[A block of data]
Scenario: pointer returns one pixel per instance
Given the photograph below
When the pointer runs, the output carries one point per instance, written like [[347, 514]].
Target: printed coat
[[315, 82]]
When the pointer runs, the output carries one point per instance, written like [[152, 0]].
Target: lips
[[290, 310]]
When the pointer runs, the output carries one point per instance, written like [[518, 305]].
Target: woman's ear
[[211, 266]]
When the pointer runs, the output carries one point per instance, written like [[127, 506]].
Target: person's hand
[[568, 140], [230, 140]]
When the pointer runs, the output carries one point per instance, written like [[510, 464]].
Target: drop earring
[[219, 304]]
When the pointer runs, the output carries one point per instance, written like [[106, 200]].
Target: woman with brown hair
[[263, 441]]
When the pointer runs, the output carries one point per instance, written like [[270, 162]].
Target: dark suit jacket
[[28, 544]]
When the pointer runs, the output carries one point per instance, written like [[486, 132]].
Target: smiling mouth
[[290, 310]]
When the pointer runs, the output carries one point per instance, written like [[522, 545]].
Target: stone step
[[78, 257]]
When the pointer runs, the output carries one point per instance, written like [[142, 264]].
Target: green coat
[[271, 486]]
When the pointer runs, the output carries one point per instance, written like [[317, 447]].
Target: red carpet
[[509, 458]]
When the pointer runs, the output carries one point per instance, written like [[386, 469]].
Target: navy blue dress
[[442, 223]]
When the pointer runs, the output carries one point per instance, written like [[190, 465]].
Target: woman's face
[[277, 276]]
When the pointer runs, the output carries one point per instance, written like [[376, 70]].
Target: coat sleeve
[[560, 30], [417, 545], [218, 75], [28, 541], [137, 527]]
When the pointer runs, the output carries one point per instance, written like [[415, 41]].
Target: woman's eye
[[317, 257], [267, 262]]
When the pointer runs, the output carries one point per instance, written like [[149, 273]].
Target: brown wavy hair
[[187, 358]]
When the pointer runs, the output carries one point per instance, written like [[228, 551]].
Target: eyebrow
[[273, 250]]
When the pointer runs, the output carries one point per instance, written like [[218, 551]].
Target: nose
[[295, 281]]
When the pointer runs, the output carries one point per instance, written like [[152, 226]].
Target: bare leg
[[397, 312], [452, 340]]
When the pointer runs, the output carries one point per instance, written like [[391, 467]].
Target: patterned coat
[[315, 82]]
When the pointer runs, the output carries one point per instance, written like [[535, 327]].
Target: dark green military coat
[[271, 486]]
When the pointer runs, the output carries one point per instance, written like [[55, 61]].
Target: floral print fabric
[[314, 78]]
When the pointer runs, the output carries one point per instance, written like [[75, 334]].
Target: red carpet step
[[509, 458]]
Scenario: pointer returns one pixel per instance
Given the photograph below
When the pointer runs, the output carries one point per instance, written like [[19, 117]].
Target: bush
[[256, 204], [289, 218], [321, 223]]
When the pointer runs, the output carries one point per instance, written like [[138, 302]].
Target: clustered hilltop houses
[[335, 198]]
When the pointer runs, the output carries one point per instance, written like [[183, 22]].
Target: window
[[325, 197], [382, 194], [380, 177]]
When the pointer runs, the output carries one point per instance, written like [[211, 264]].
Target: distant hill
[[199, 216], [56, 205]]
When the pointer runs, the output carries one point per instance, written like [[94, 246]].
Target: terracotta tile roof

WORK REQUIRED: Reproduce every row above line for line, changing nothing.

WRITTEN ANSWER:
Scenario: pointer returns one pixel per instance
Given the photograph below
When the pointer runs, the output carries one point per instance, written like [[347, 514]].
Target: printed coat
[[315, 82]]
When the pointer runs, the output carries one point per instance, written like [[152, 0]].
Target: lips
[[290, 310]]
When the pointer runs, the output carries one point per instance, written like [[518, 305]].
Target: woman's ear
[[211, 266]]
When the pointer runs, the output carries one point per instance, written like [[127, 506]].
Target: person's hand
[[568, 140], [230, 140]]
When the pointer runs, the output carries one point per instance, written like [[510, 464]].
Target: drop earring
[[219, 304]]
When the pointer runs, the output carries one point per instance, written like [[106, 200]].
Target: woman with brown hair
[[263, 441]]
When the pointer runs, the output carries one point per instance, written like [[270, 162]].
Target: dark suit jacket
[[28, 544]]
When the pointer runs, the output carries one point per instance, written like [[486, 132]].
Target: smiling mouth
[[290, 310]]
When the pointer runs, the output carries one point per instance, written like [[522, 545]].
Target: stone step
[[78, 257]]
When the pointer runs, the output carries one point per instance, written like [[142, 264]].
Target: green coat
[[271, 486]]
When the pointer runs, the output carries one point per instance, written like [[317, 447]].
Target: red carpet
[[509, 458]]
When the pointer runs, the output carries one point per instance, written like [[386, 469]].
Target: navy blue dress
[[442, 223]]
When the pointer runs, the output carries one point per instance, written like [[190, 465]].
Target: woman's face
[[277, 276]]
When the pointer runs, the output carries one point per instance, written like [[376, 70]].
Target: coat sleeve
[[560, 30], [417, 545], [218, 75], [28, 541], [137, 527]]
When the pointer runs, the output carries one point per instance, written like [[415, 41]].
Target: woman's eye
[[317, 257], [267, 262]]
When the pointer runs, the output carries one point per instance, written like [[149, 273]].
Target: brown wavy hair
[[187, 358]]
When the pointer runs, the output carries one point per instance, written like [[228, 551]].
Target: eyebrow
[[273, 250]]
When the pointer runs, the output carries one point per instance, written like [[218, 551]].
Target: nose
[[295, 281]]
When the pointer runs, the output carries one point per instance, written like [[152, 226]].
Target: bare leg
[[397, 312], [452, 340]]
When the pointer runs, the output carries one point per instance, written like [[391, 467]].
Target: patterned coat
[[315, 82]]
When the pointer runs, the output carries one point per instance, written like [[535, 327]].
Target: dark green military coat
[[271, 486]]
When the pointer runs, the output carries one point per instance, written like [[55, 61]].
Target: floral print fabric
[[314, 78]]
When the pointer runs, the output carries one point per instance, written like [[75, 334]].
Target: red carpet step
[[509, 458]]
Scenario: pointer returns one pixel per instance
Given the photograph below
When the pointer runs, the output carries one point per instance, written like [[19, 117]].
Target: bush
[[256, 204], [289, 218], [321, 223]]
When the pointer runs, the output carries one point per instance, written like [[138, 302]].
Target: clustered hilltop houses
[[335, 198]]
When the pointer runs, the output carries one point per instance, written like [[183, 22]].
Target: window
[[325, 197], [382, 194], [380, 177]]
When the pointer runs, the output carries one point per instance, written like [[211, 264]].
Target: distant hill
[[199, 216], [56, 205]]
When the pointer runs, the output carries one point per instance, written like [[94, 246]].
Target: terracotta tile roof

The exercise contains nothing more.